(Location identification items)
--- Begin ---
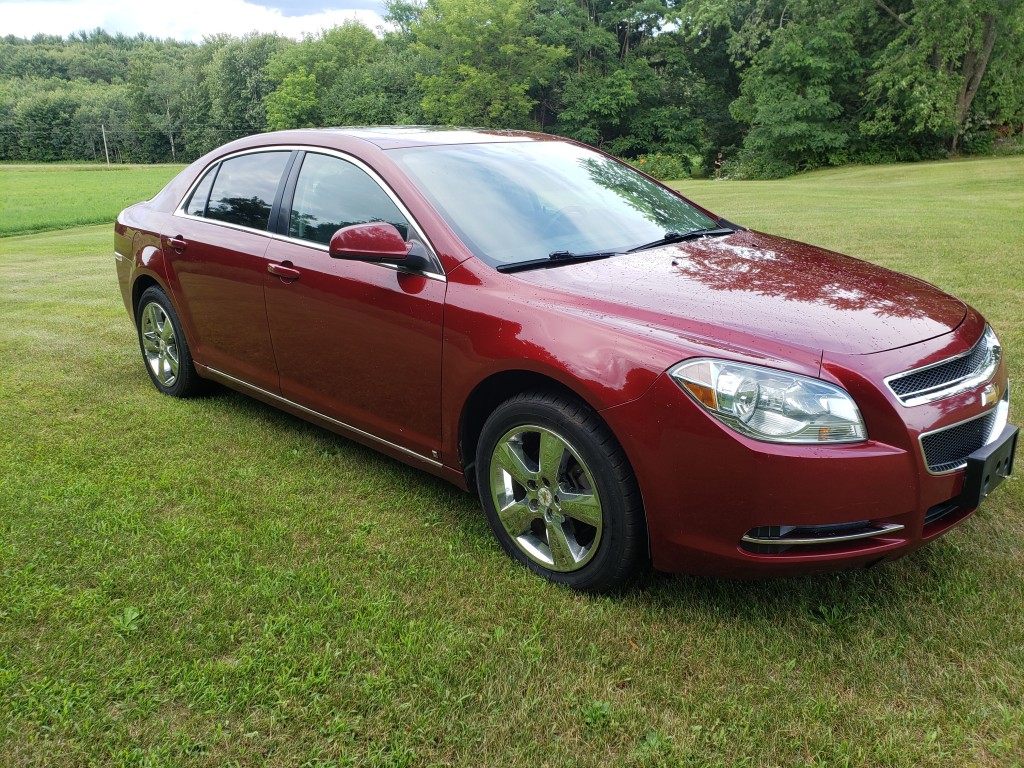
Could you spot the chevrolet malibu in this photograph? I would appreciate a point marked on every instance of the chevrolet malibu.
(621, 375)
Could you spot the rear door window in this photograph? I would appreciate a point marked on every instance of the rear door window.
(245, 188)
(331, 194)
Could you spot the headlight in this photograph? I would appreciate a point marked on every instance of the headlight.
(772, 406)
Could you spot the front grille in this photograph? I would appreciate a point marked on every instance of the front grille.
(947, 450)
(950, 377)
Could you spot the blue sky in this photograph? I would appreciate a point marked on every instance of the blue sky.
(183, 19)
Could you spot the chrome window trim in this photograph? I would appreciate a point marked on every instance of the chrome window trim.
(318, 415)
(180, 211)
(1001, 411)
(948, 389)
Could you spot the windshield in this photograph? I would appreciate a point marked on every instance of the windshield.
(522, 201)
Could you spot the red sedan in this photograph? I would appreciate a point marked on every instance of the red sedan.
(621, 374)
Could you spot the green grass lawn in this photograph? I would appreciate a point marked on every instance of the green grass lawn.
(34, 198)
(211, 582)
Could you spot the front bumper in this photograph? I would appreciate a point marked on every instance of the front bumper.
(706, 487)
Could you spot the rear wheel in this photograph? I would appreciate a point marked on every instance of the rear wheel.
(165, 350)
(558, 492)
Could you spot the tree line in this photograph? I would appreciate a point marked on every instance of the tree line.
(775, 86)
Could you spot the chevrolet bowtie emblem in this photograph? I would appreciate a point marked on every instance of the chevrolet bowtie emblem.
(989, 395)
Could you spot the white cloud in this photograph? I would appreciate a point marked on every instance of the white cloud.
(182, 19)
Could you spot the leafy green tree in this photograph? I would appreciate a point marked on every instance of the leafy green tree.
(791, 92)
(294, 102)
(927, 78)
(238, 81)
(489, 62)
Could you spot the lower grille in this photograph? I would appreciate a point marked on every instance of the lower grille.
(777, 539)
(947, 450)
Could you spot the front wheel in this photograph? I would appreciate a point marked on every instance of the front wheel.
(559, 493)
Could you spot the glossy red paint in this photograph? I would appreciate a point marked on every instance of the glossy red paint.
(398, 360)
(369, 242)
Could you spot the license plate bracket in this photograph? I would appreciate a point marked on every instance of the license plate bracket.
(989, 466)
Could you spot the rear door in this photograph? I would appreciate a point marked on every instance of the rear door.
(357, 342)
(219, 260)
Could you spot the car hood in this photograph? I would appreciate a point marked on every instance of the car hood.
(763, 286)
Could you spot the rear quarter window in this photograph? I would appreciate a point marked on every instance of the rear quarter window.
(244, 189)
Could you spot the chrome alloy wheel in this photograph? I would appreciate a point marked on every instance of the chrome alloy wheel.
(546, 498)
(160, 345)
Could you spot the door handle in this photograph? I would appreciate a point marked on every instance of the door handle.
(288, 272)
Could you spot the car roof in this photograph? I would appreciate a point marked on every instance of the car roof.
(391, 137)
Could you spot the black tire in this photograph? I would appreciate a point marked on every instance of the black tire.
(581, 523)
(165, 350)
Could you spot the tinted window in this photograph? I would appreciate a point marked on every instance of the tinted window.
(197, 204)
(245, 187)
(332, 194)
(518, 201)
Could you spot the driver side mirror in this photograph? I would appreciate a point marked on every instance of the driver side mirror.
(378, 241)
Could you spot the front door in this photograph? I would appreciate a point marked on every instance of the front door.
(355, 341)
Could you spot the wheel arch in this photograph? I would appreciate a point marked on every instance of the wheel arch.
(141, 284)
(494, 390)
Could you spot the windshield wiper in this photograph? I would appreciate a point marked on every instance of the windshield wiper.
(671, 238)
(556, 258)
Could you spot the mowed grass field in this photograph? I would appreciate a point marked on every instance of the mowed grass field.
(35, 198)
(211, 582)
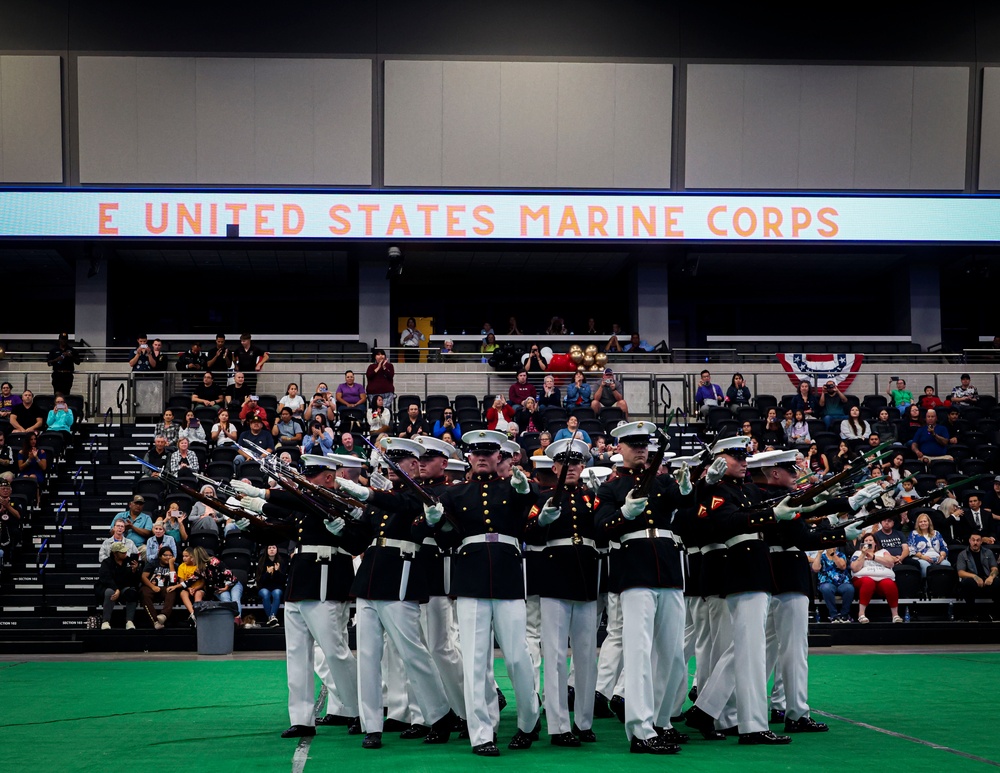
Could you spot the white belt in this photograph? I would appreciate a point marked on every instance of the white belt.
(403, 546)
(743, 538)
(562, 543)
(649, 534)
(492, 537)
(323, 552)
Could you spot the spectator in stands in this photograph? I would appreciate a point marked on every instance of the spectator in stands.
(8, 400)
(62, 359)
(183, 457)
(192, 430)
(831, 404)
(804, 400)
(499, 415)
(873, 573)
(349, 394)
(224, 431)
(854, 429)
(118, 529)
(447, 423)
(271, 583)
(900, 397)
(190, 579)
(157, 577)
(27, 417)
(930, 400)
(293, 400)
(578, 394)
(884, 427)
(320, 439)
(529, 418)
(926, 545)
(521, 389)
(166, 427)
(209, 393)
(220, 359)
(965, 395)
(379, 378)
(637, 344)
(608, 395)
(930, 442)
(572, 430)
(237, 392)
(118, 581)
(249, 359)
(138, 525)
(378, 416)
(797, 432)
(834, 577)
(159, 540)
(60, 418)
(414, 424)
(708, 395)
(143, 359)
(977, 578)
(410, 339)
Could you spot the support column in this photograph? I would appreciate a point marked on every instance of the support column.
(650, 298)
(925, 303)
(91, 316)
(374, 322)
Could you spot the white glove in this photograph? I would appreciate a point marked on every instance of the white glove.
--- End ---
--- Begin ---
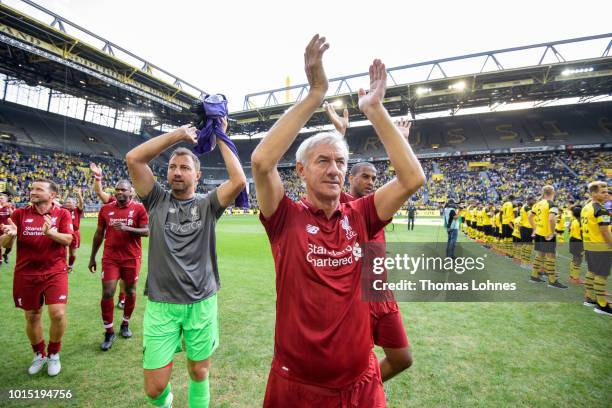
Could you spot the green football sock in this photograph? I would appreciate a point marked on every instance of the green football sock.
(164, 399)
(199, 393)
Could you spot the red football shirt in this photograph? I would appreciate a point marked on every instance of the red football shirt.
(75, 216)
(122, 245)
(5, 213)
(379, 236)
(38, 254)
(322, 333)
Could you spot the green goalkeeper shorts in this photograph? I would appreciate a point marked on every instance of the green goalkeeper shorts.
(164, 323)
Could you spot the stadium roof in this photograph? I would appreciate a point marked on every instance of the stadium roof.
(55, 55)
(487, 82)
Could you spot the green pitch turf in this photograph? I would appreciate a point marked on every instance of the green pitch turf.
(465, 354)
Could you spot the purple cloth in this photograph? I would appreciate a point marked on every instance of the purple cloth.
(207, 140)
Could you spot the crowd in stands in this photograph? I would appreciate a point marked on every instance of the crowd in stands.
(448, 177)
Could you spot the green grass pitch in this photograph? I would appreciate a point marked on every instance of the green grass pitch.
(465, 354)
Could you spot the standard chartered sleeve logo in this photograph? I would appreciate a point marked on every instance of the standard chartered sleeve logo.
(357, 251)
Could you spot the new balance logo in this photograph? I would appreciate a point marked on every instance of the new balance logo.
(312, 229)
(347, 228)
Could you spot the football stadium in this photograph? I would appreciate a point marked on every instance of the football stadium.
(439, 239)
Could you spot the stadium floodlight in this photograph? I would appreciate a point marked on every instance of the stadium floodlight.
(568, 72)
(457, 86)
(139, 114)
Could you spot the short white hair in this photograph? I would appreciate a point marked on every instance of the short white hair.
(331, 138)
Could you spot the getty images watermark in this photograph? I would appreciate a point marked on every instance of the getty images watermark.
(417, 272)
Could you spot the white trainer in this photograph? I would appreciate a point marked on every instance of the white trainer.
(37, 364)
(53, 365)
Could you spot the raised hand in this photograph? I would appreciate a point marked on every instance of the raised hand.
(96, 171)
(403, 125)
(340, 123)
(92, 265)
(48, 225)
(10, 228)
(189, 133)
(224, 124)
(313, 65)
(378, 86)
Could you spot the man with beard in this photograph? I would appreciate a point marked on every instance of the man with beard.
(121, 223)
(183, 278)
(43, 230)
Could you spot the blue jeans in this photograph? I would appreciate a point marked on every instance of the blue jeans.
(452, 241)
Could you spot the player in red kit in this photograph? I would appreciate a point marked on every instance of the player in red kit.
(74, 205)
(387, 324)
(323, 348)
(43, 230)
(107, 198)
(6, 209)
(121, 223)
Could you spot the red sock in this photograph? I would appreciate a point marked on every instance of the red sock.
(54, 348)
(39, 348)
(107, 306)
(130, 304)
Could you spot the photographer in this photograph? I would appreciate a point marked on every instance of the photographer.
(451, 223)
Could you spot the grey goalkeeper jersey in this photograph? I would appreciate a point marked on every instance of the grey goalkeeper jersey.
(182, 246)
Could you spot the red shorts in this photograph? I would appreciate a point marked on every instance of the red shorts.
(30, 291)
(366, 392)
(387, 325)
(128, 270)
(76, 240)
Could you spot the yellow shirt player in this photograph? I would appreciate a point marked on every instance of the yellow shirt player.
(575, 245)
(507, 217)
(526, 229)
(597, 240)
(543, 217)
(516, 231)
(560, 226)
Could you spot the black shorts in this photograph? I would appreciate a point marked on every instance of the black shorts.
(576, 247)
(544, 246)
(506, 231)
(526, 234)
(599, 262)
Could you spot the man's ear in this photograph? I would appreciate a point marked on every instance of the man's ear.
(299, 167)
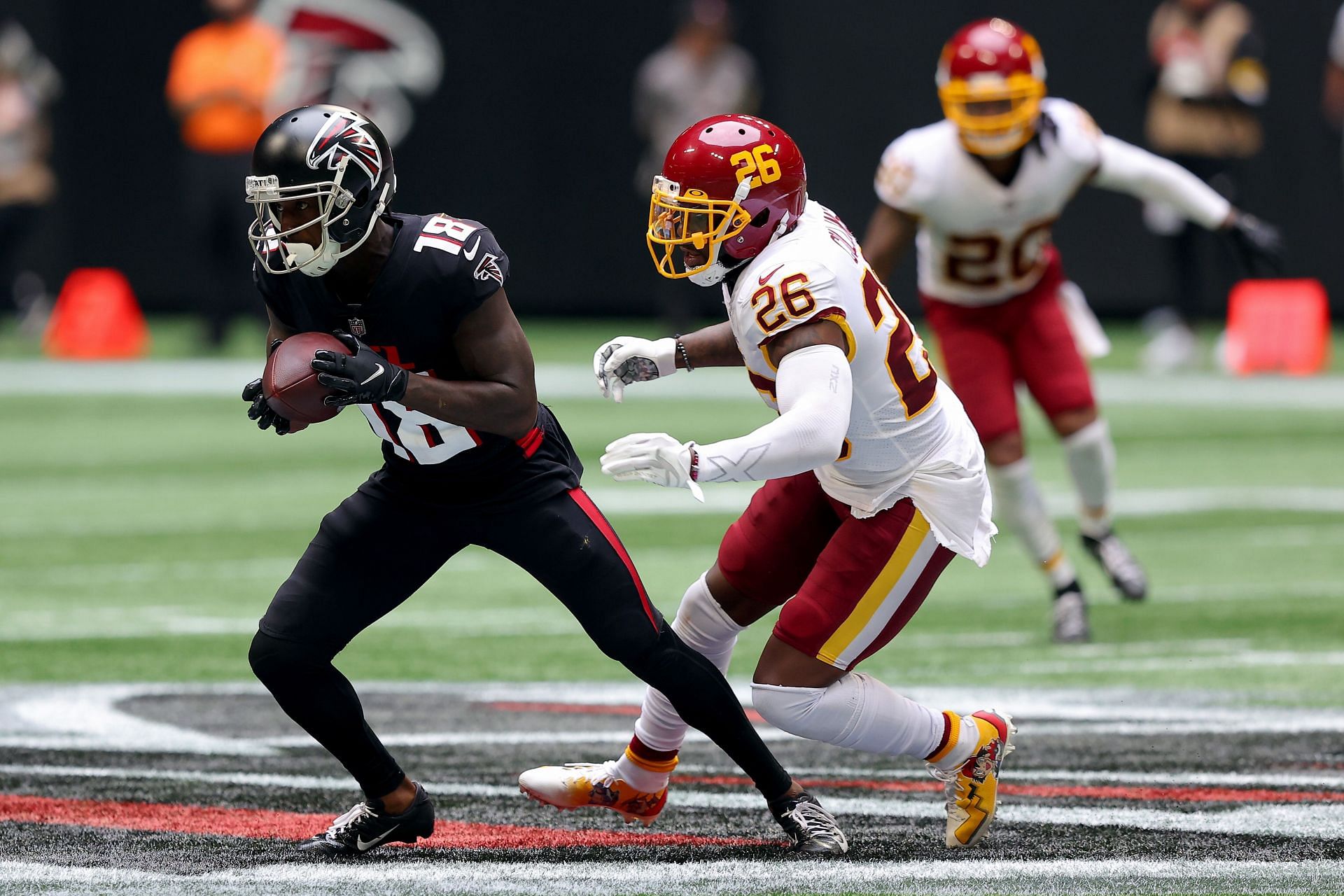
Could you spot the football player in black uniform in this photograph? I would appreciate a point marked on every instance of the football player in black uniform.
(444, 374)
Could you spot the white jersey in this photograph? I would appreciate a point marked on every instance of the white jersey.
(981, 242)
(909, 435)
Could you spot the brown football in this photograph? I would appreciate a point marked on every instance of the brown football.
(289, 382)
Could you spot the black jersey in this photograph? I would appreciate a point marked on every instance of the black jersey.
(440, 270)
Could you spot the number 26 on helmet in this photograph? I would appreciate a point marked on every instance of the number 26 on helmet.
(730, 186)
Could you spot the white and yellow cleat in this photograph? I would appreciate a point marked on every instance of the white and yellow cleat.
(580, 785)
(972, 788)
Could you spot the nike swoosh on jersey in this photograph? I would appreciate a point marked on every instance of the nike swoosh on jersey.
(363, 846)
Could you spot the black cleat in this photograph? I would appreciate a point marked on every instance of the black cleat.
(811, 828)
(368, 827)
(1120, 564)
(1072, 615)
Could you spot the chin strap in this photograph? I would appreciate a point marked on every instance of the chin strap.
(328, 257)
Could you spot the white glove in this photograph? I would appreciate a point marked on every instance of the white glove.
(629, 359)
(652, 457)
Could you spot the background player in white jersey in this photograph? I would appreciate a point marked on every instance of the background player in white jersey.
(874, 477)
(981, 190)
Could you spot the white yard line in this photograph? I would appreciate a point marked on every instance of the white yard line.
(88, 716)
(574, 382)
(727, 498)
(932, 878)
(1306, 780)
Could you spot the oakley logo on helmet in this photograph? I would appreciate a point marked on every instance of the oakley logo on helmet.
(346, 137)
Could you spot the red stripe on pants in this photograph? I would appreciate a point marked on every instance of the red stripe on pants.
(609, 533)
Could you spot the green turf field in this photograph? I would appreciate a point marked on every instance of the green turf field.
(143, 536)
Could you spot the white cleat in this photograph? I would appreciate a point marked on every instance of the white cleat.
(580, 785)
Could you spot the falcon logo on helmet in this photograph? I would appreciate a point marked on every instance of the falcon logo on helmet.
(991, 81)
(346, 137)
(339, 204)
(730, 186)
--- End ---
--- Begin ---
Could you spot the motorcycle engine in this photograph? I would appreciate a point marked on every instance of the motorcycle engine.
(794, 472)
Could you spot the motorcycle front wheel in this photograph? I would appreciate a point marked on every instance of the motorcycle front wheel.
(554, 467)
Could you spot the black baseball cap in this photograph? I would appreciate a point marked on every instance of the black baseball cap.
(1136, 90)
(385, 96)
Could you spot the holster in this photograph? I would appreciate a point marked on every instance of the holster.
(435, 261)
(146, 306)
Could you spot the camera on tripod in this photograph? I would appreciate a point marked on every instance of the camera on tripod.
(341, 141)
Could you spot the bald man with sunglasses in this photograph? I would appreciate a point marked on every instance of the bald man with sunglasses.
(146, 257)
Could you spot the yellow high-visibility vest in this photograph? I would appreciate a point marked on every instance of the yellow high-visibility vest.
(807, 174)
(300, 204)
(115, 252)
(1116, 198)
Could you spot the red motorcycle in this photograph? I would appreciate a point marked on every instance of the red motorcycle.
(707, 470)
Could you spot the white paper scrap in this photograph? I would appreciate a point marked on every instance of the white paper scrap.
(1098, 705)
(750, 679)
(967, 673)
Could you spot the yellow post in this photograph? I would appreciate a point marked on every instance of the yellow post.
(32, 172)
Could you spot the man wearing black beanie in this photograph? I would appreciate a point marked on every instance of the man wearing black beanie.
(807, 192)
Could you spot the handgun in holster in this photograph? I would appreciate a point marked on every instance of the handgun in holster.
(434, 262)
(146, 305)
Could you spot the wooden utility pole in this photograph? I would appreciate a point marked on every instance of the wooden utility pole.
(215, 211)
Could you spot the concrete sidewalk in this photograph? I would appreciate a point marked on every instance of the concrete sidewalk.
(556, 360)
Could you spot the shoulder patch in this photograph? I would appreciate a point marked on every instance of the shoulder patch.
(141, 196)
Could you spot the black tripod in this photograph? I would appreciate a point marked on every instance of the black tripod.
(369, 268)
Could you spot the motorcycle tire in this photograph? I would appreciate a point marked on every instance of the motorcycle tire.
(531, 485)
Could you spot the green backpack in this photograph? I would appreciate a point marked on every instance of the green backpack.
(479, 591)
--- End ---
• Task brief:
Count the lines in the entries above that contain the string "goalkeeper". Reply with the number alone.

• Response to the task:
2